Write the records out again, precisely as they stand.

[Region annotation entries]
============

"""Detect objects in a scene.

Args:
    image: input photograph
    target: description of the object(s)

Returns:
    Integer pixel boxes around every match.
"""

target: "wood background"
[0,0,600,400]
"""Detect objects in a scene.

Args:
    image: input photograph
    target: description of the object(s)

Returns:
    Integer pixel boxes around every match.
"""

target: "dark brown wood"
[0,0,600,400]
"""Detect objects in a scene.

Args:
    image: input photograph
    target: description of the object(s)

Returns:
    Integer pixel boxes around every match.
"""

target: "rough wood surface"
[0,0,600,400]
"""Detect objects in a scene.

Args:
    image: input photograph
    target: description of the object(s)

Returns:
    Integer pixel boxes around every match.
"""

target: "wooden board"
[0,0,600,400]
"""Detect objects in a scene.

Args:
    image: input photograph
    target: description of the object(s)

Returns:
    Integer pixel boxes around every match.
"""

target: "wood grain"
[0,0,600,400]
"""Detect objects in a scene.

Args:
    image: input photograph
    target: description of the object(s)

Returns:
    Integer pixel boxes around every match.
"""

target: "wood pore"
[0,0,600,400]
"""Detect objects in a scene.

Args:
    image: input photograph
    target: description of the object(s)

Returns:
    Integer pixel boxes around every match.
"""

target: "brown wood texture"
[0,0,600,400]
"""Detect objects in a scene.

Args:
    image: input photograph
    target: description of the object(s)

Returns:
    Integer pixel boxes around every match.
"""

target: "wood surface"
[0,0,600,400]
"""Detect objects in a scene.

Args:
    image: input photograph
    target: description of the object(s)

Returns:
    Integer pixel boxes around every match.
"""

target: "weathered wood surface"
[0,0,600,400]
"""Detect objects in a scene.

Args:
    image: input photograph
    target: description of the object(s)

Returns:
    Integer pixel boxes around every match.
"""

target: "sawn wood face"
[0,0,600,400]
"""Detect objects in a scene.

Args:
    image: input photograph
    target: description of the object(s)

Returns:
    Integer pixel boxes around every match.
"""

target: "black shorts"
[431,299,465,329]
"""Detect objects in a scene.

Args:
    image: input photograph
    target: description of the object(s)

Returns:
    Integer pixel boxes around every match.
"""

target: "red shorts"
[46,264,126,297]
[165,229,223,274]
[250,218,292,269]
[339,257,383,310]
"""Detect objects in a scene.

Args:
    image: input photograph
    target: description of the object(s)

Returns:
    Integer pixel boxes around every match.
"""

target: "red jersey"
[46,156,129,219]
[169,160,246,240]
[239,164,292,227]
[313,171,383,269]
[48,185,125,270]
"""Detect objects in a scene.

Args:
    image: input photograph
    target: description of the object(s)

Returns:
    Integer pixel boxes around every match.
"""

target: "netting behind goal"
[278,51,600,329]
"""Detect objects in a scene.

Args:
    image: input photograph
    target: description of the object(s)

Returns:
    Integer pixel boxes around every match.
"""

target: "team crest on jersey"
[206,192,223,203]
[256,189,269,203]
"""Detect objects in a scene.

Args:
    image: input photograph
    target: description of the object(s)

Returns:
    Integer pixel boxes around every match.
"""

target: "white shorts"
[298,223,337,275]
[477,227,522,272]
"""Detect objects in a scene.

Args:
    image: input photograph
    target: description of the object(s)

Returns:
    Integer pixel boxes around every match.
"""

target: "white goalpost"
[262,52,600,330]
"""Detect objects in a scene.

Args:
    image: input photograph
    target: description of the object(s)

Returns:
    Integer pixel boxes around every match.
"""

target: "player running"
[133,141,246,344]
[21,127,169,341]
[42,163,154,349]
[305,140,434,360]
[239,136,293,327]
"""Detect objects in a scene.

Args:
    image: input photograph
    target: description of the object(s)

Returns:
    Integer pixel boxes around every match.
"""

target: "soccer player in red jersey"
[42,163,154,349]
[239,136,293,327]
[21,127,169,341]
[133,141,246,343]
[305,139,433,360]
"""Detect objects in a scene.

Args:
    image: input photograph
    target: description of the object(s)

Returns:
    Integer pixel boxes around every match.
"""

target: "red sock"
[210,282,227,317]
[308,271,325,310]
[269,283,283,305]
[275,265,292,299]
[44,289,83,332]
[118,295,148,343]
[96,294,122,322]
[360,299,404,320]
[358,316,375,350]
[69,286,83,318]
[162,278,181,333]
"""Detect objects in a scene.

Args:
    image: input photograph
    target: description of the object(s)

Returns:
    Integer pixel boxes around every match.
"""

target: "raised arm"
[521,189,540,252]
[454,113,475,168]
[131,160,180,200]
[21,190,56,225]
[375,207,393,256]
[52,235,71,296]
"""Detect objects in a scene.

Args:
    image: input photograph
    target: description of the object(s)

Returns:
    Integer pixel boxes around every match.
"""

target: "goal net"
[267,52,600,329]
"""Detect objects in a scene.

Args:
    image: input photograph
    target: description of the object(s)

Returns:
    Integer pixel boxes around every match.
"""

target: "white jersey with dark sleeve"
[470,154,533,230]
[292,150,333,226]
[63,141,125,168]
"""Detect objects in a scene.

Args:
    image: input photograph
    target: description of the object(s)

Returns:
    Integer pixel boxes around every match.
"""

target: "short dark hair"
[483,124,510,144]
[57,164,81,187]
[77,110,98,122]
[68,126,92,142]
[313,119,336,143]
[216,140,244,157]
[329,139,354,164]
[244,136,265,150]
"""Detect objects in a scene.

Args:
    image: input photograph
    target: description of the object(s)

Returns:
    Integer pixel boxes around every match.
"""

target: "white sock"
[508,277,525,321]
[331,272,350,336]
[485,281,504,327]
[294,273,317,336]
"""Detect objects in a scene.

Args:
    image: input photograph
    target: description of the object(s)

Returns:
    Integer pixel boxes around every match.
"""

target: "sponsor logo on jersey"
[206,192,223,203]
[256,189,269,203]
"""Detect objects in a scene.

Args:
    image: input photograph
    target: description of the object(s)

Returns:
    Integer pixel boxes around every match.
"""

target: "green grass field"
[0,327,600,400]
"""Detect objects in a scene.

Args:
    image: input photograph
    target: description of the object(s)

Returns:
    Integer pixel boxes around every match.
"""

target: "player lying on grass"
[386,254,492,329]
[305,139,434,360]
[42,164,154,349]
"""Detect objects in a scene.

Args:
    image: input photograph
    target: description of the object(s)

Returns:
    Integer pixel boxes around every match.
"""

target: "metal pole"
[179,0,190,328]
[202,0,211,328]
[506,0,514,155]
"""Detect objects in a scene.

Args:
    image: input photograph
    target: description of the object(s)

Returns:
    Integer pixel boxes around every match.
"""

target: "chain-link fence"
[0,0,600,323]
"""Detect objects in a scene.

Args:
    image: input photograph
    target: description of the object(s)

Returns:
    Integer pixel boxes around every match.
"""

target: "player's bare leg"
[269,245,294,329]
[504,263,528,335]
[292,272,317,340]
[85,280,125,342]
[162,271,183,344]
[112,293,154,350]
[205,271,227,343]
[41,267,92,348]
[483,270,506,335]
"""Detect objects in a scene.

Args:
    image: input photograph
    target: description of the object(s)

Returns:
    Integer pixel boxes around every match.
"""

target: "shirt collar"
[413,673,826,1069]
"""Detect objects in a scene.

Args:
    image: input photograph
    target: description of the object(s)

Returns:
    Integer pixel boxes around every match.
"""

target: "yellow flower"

============

▶ **Response**:
"""Detect objects in a scene.

Args:
    image: input photograph
    target: description of the object(s)

Returns:
    Integer pixel boxes around every match.
"""

target: "wood background"
[0,0,600,400]
"""Detect objects in a scene.

Args:
    image: input photograph
    target: description of the object(s)

Returns:
    Integer pixel boxes around every match.
"""

target: "dark brown wood"
[0,0,600,400]
"""Detect objects in a scene.

Args:
    image: input photograph
    target: description of the object(s)

Returns:
    Integer pixel boxes around every match.
"""

target: "rough wood surface"
[0,0,600,400]
"""Detect objects in a scene.

Args:
    image: input photograph
    target: description of the object(s)

Returns:
    Integer pixel boxes around every match.
"""

target: "wooden board"
[0,0,600,400]
"""Detect objects in a scene.

Args:
    image: input photograph
    target: description of the object(s)

Returns:
    Integer pixel boxes around every match.
"""

target: "wood grain"
[0,0,600,400]
"""Detect objects in a scene.

Args:
    image: input photograph
    target: description of the object(s)

Returns:
    Integer pixel boxes around every match.
"""

target: "wood pore"
[0,0,600,400]
"""Detect objects in a scene.

Args:
    image: input photograph
    target: description of the object(s)

Returns:
    Integer pixel boxes around every match.
"""

target: "brown wood texture"
[0,0,600,400]
"""Detect objects in a scene.

Args:
    image: input photograph
    target: description of the object(s)

Returns:
    Integer pixel boxes around every match.
"""

target: "wood surface"
[0,0,600,400]
"""Detect objects in a scene.

Args:
    image: input photograph
    target: description of the object(s)

Returns:
    Integer pixel boxes around every match.
"""

target: "weathered wood surface"
[0,0,600,400]
"""Detect objects in a scene.

Args:
    image: input photograph
    target: description of the object(s)

Returns:
    Integer pixel boxes around every match.
"""

target: "sawn wood face"
[0,0,600,400]
"""Detect objects in a scene.

Args:
    image: input photograph
    target: description of the object(s)

Returns:
    Integer pixel boxes around every match.
"""

target: "black shorts"
[431,299,465,329]
"""Detect objects in a scene.

Args:
    image: input photograph
    target: description of the object(s)

Returns:
    Integer pixel boxes around every match.
"""

target: "red shorts"
[46,264,126,297]
[165,229,223,274]
[250,218,292,269]
[339,257,383,310]
"""Detect objects in a scene.

Args:
    image: input photograph
    target: description of the object(s)

Returns:
    Integer pixel boxes around every match.
"""

target: "red jersey"
[46,156,129,219]
[169,160,246,240]
[239,164,292,227]
[313,171,383,269]
[48,185,125,270]
"""Detect objects in a scene.

Args:
    image: input photograph
    target: description of the object(s)

Returns:
    Integer pixel boxes around every match.
"""

target: "netting behind goal"
[278,51,600,329]
"""Detect objects in a scene.

Args:
    image: input photograph
    target: description of the object(s)

Returns:
    Integer pixel boxes around every match.
"""

target: "team crest on jersey"
[206,192,223,203]
[256,189,269,203]
"""Detect objects in a scene.

Args:
    image: input photograph
    target: description of the object(s)

Returns:
    Integer pixel boxes around every match.
"""

target: "white shorts"
[298,223,337,275]
[477,227,522,272]
"""Detect objects in a scene.

Args:
    image: input photograph
    target: description of the object(s)

Returns:
    Integer pixel boxes around every match.
"""

target: "white goalpost"
[262,52,600,330]
"""Detect objects in a scene.

Args:
    image: input photograph
    target: description of the object(s)

Returns:
    Integer pixel boxes around every match.
"""

target: "player running"
[133,141,246,344]
[21,127,169,341]
[42,163,154,349]
[305,140,434,360]
[239,136,293,327]
"""Detect objects in a scene.

Args:
    image: input photograph
    target: description of the object(s)

Returns:
    Integer pixel boxes around every match.
"""

target: "soccer player in red jersey"
[42,163,154,349]
[239,136,293,327]
[21,127,169,341]
[133,141,246,343]
[305,139,433,360]
"""Detect objects in a scene.

Args:
    image: input photograph
    target: description of the object(s)

Returns:
    Integer pixel boxes around every match.
"""

target: "red sock"
[210,282,227,317]
[308,271,325,310]
[269,283,283,305]
[275,265,292,299]
[44,289,83,332]
[118,295,148,343]
[96,294,122,322]
[360,299,404,320]
[358,316,375,350]
[69,286,83,318]
[162,278,181,333]
"""Detect objects in a scene.

Args:
    image: input photograph
    target: description of the object(s)

Returns:
    Integer pixel boxes around every match.
"""

target: "raised arm"
[521,189,540,252]
[454,113,475,168]
[131,160,180,200]
[21,190,56,225]
[375,207,393,256]
[52,235,71,296]
"""Detect objects in a scene.

Args:
    image: input photograph
    target: description of the object(s)

Returns:
    Integer pixel boxes around every match.
"""

target: "goal net"
[267,52,600,329]
"""Detect objects in a scene.

Args:
    image: input photograph
    target: description of the object(s)

Returns:
    Integer pixel boxes around every match.
"""

target: "white jersey with dark sleeve"
[470,154,533,230]
[292,150,333,226]
[63,141,125,168]
"""Detect objects in a scene.

Args:
    image: input photograph
    target: description of the object(s)

Returns:
    Integer pixel boxes around every match.
"""

target: "short dark hair"
[483,124,510,144]
[57,164,81,187]
[77,110,98,122]
[68,126,92,142]
[313,119,336,143]
[216,140,244,157]
[329,139,354,164]
[244,136,265,150]
"""Detect objects in a scene.

Args:
    image: input photograph
    target: description of the object(s)

Returns:
    Integer pixel boxes around every match.
"""

target: "white sock"
[508,277,525,321]
[331,272,350,336]
[485,281,504,327]
[294,273,317,336]
"""Detect objects in a scene.

Args:
    image: input photograph
    target: description of the object(s)

Returns:
    Integer pixel boxes around every match.
"""

target: "sponsor logo on jersey"
[206,192,223,203]
[256,189,269,203]
"""Detect objects in a scene.

Args:
    image: input photograph
    target: description of the object(s)

Returns:
    Integer pixel boxes around every match.
"""

target: "green grass field"
[0,327,600,400]
"""Detect objects in a scene.

Args:
    image: input photograph
    target: description of the object(s)

Returns:
    Integer pixel boxes around every match.
"""

target: "player lying on grass"
[386,254,492,329]
[305,139,434,360]
[42,164,154,349]
"""Detect objects in a scene.

Args:
    image: input photograph
    target: description of the object(s)

Returns:
    Integer pixel boxes around every match.
"""

target: "metal pole"
[179,0,190,328]
[202,0,211,328]
[506,0,514,155]
"""Detect objects in a scene.

Args:
    image: input photograph
    target: description of the object(s)

Returns:
    Integer pixel boxes around every match.
"""

target: "chain-link fence"
[0,0,600,323]
"""Detect objects in a scene.

Args:
    image: input photograph
    target: description of the object(s)

Returns:
    Integer pixel boxes around every match.
"""

target: "player's bare leg"
[269,245,294,329]
[504,263,528,335]
[292,272,317,340]
[85,280,125,342]
[162,271,183,344]
[112,293,154,350]
[205,271,227,343]
[41,267,92,348]
[483,270,506,335]
"""Detect objects in a scene.

Args:
    image: input photograph
    target: description of the object(s)

Returns:
    Integer pixel boxes around every match.
"""

target: "shirt collar"
[413,673,826,1069]
"""Detect objects in a scene.

Args:
    image: input photograph
    target: description of the object(s)

Returns:
    Integer pixel boxes around every match.
"""

target: "yellow flower"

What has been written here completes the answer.